#### Problem
Find every line in the listing below that contains the word "sneaker", and copy each of those lines in full.

#### Provided records

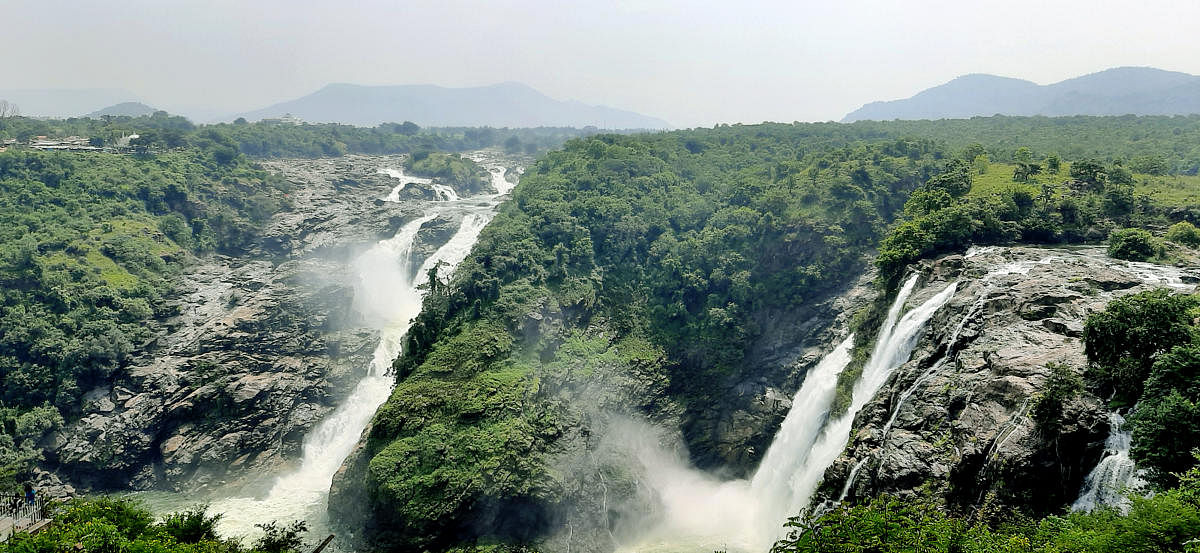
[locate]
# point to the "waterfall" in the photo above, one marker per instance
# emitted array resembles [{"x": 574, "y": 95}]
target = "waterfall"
[
  {"x": 739, "y": 515},
  {"x": 388, "y": 296},
  {"x": 444, "y": 192},
  {"x": 499, "y": 182},
  {"x": 801, "y": 427},
  {"x": 1115, "y": 475},
  {"x": 893, "y": 347}
]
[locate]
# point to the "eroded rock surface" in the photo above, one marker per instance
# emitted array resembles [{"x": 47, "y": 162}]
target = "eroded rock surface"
[
  {"x": 959, "y": 409},
  {"x": 259, "y": 349}
]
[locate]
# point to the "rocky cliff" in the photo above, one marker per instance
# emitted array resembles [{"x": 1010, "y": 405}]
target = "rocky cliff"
[
  {"x": 258, "y": 349},
  {"x": 955, "y": 421}
]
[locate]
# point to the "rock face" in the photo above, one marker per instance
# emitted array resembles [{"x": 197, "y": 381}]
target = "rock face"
[
  {"x": 736, "y": 433},
  {"x": 259, "y": 348},
  {"x": 955, "y": 418}
]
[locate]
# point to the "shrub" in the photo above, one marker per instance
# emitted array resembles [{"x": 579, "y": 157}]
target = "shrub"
[
  {"x": 280, "y": 539},
  {"x": 1133, "y": 245},
  {"x": 1183, "y": 233},
  {"x": 192, "y": 526},
  {"x": 1062, "y": 385}
]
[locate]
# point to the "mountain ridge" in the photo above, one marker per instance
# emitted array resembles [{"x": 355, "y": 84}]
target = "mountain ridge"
[
  {"x": 503, "y": 104},
  {"x": 1115, "y": 91}
]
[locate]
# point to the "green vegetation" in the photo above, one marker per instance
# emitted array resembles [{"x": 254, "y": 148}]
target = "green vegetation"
[
  {"x": 634, "y": 265},
  {"x": 1167, "y": 522},
  {"x": 1134, "y": 245},
  {"x": 1098, "y": 198},
  {"x": 1062, "y": 385},
  {"x": 89, "y": 244},
  {"x": 451, "y": 169},
  {"x": 1144, "y": 350},
  {"x": 1183, "y": 233},
  {"x": 162, "y": 132},
  {"x": 108, "y": 524}
]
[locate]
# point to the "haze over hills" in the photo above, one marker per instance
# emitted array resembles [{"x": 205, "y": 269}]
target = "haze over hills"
[
  {"x": 65, "y": 102},
  {"x": 1116, "y": 91},
  {"x": 507, "y": 104},
  {"x": 133, "y": 109}
]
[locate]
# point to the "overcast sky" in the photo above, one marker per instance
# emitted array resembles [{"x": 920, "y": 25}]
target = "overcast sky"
[{"x": 691, "y": 62}]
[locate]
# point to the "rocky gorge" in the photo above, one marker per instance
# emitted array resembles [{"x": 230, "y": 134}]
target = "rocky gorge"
[
  {"x": 955, "y": 419},
  {"x": 259, "y": 347}
]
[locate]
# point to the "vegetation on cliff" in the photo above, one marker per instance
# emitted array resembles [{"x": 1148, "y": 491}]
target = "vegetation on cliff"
[
  {"x": 111, "y": 524},
  {"x": 658, "y": 251},
  {"x": 88, "y": 247},
  {"x": 628, "y": 264},
  {"x": 1144, "y": 352},
  {"x": 448, "y": 168},
  {"x": 1167, "y": 522},
  {"x": 162, "y": 131}
]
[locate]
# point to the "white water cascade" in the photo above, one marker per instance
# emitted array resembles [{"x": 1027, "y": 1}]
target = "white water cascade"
[
  {"x": 701, "y": 512},
  {"x": 892, "y": 349},
  {"x": 1115, "y": 475},
  {"x": 388, "y": 296}
]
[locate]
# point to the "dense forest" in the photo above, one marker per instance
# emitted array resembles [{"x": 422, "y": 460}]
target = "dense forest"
[
  {"x": 274, "y": 138},
  {"x": 655, "y": 253},
  {"x": 89, "y": 245},
  {"x": 628, "y": 274}
]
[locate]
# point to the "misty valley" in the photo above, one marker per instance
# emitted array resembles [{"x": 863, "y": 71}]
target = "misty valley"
[{"x": 273, "y": 334}]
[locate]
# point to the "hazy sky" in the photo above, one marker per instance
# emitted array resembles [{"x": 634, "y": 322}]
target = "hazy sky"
[{"x": 691, "y": 62}]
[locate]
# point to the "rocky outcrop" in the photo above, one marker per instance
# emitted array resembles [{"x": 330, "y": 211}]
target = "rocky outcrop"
[
  {"x": 955, "y": 419},
  {"x": 735, "y": 433},
  {"x": 257, "y": 348}
]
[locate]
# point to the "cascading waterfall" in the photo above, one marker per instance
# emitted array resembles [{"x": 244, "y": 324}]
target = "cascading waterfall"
[
  {"x": 1115, "y": 475},
  {"x": 988, "y": 284},
  {"x": 774, "y": 479},
  {"x": 388, "y": 296},
  {"x": 743, "y": 515},
  {"x": 444, "y": 192},
  {"x": 892, "y": 349}
]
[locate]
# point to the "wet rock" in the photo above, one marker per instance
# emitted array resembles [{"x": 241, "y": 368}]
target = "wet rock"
[
  {"x": 965, "y": 433},
  {"x": 258, "y": 348}
]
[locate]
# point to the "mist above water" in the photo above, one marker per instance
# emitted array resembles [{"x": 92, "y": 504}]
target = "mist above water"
[
  {"x": 388, "y": 296},
  {"x": 699, "y": 511}
]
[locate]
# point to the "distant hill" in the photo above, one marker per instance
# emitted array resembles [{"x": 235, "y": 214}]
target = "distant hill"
[
  {"x": 508, "y": 104},
  {"x": 133, "y": 109},
  {"x": 1117, "y": 91},
  {"x": 64, "y": 102}
]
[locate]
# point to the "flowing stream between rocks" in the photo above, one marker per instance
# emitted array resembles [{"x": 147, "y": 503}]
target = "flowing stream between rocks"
[{"x": 388, "y": 296}]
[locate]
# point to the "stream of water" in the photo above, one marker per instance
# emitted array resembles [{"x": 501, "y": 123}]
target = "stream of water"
[
  {"x": 388, "y": 296},
  {"x": 701, "y": 514}
]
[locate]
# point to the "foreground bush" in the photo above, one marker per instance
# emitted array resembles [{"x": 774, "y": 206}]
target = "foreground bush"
[{"x": 114, "y": 524}]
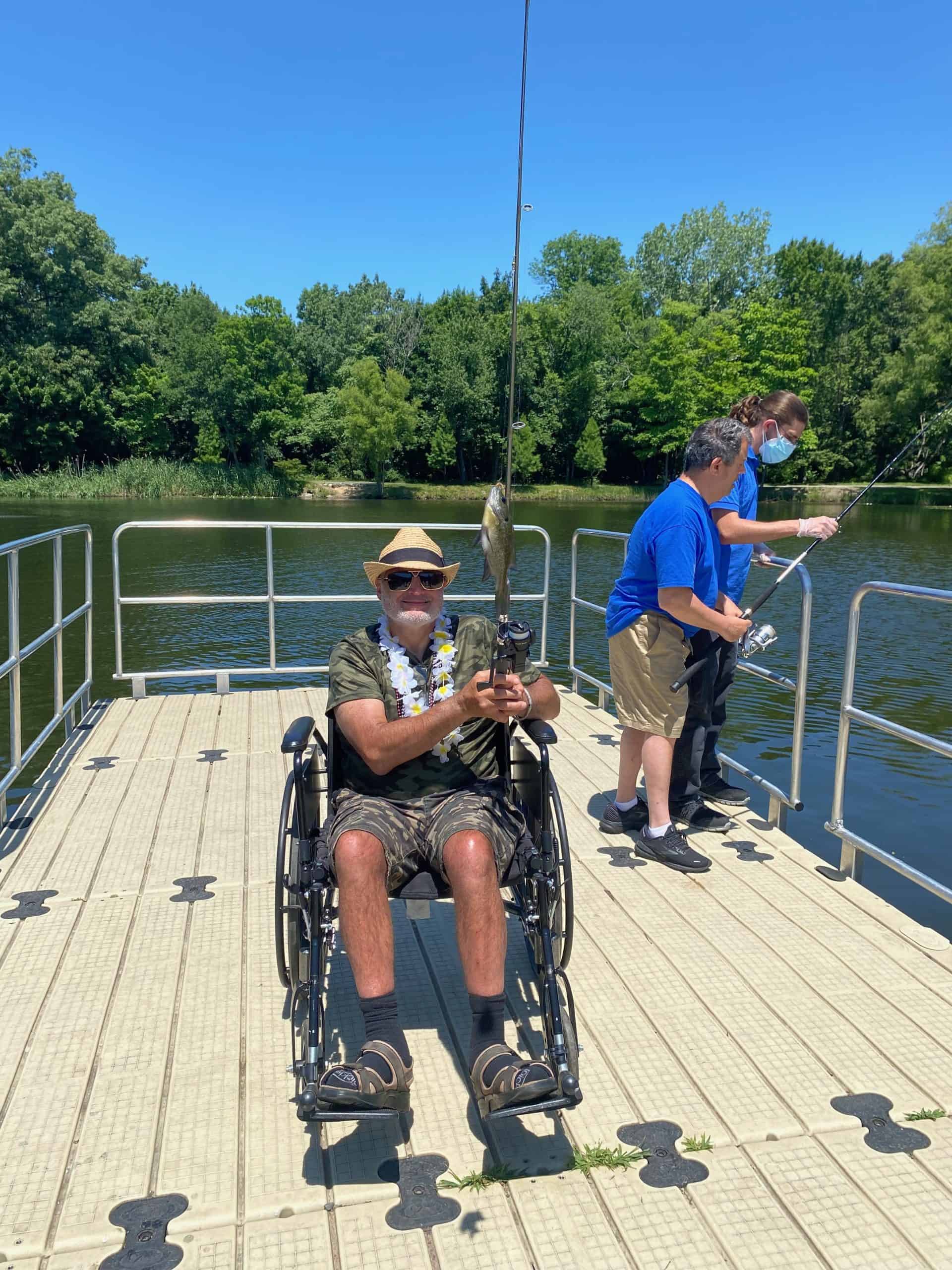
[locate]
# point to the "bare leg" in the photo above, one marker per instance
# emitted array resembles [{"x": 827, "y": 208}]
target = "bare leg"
[
  {"x": 630, "y": 763},
  {"x": 365, "y": 915},
  {"x": 656, "y": 756},
  {"x": 480, "y": 921}
]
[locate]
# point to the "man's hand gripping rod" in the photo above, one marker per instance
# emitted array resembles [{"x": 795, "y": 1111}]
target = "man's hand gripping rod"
[{"x": 695, "y": 668}]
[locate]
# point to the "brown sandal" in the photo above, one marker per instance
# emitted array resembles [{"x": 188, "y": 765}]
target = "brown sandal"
[
  {"x": 503, "y": 1091},
  {"x": 370, "y": 1089}
]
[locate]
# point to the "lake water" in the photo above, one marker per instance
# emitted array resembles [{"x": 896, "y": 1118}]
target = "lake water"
[{"x": 896, "y": 795}]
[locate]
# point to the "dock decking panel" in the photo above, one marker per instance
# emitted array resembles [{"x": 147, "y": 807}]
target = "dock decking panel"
[{"x": 145, "y": 1044}]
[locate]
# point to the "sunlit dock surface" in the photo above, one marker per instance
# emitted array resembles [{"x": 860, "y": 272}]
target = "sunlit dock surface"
[{"x": 145, "y": 1042}]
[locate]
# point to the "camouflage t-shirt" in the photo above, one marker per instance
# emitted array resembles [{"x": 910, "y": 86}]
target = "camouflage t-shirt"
[{"x": 358, "y": 671}]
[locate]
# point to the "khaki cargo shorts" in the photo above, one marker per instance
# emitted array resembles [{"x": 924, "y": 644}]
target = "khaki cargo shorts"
[
  {"x": 645, "y": 658},
  {"x": 416, "y": 831}
]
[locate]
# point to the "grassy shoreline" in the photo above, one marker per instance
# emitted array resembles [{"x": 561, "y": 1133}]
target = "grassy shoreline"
[
  {"x": 909, "y": 495},
  {"x": 149, "y": 479},
  {"x": 167, "y": 479}
]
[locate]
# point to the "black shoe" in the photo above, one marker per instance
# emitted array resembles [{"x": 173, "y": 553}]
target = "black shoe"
[
  {"x": 721, "y": 792},
  {"x": 672, "y": 850},
  {"x": 624, "y": 822},
  {"x": 699, "y": 816}
]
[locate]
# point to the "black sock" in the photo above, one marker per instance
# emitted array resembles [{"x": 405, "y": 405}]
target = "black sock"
[
  {"x": 486, "y": 1024},
  {"x": 488, "y": 1029},
  {"x": 381, "y": 1023}
]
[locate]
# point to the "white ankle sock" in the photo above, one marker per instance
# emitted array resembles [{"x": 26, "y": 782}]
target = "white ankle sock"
[{"x": 656, "y": 833}]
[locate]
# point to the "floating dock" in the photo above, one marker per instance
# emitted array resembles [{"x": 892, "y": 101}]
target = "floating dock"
[{"x": 145, "y": 1040}]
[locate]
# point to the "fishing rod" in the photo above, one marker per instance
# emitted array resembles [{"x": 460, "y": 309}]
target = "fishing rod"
[
  {"x": 761, "y": 638},
  {"x": 515, "y": 320},
  {"x": 513, "y": 636}
]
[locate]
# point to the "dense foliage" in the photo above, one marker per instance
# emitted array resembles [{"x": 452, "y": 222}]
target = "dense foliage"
[{"x": 619, "y": 357}]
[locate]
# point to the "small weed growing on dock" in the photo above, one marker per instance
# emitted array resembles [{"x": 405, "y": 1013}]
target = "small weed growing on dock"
[
  {"x": 586, "y": 1157},
  {"x": 926, "y": 1114},
  {"x": 479, "y": 1182},
  {"x": 700, "y": 1143}
]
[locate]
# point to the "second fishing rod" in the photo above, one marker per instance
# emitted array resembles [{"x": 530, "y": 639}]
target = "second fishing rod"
[{"x": 757, "y": 639}]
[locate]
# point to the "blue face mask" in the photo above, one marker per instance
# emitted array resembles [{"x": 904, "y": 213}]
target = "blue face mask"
[{"x": 777, "y": 448}]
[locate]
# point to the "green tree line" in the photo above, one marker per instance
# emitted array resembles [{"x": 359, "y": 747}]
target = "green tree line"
[{"x": 620, "y": 357}]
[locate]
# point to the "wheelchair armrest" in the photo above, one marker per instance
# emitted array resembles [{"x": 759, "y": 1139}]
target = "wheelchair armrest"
[
  {"x": 298, "y": 736},
  {"x": 541, "y": 732}
]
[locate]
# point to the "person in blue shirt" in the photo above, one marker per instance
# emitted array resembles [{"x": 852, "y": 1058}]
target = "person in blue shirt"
[
  {"x": 774, "y": 426},
  {"x": 668, "y": 591}
]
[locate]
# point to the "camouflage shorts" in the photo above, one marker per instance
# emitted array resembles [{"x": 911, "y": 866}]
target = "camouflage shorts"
[{"x": 416, "y": 831}]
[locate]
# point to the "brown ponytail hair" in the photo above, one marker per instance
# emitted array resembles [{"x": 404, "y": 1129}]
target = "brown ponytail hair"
[{"x": 781, "y": 405}]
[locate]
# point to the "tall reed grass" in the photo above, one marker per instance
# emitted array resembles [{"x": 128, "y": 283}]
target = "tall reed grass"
[{"x": 149, "y": 478}]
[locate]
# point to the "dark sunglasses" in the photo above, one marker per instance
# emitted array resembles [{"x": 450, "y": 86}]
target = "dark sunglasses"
[{"x": 431, "y": 579}]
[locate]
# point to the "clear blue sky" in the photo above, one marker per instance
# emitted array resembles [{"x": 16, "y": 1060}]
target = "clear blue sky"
[{"x": 264, "y": 148}]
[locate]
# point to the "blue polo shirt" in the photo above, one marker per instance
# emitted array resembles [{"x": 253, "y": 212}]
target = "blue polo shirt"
[
  {"x": 673, "y": 544},
  {"x": 734, "y": 563}
]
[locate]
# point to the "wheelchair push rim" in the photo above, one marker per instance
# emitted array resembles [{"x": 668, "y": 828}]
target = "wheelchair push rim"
[
  {"x": 561, "y": 911},
  {"x": 293, "y": 963},
  {"x": 280, "y": 870}
]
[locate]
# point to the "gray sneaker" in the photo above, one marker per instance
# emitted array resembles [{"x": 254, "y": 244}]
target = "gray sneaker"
[
  {"x": 624, "y": 822},
  {"x": 672, "y": 850}
]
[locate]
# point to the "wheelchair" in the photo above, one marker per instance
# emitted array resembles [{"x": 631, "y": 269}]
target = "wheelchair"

#### Response below
# point to the "gray sneaker" in the photo above, one marker per instance
target = "gray sneaker"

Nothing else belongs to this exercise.